Box annotation data rows
⁂

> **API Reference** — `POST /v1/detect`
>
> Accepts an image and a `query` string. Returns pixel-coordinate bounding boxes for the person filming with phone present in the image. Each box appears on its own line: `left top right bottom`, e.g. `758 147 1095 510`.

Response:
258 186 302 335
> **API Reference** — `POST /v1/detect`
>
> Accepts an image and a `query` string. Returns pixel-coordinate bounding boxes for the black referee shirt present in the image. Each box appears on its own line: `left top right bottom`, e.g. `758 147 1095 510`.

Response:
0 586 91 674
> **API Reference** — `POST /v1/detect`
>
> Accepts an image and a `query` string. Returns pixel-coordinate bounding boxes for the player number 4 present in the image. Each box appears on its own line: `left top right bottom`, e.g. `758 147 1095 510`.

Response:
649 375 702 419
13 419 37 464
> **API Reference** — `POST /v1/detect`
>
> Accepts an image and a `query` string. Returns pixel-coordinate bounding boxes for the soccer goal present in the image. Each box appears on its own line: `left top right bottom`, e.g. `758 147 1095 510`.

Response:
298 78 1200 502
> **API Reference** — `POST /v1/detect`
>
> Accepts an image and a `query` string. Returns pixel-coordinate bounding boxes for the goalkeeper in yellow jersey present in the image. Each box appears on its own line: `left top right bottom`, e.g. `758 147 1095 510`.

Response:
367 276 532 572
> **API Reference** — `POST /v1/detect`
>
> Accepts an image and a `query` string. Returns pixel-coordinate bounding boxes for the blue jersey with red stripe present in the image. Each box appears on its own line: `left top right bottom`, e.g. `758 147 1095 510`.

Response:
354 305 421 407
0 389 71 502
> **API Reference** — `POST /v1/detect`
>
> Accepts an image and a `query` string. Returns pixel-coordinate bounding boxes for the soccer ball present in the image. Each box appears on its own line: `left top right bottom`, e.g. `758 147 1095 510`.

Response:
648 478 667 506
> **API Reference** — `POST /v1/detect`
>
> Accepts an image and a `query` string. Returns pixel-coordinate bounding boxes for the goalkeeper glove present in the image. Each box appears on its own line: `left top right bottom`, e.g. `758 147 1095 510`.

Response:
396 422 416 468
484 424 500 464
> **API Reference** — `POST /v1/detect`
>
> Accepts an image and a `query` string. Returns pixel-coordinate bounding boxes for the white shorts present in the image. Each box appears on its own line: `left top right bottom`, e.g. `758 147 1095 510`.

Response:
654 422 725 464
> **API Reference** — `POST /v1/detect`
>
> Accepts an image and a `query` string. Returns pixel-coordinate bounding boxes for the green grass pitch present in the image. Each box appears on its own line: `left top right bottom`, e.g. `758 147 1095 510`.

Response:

⁂

Task goal: State how many lines of the data above contain the string "jersey". Reply with the number alone.

Response for this exercise: 2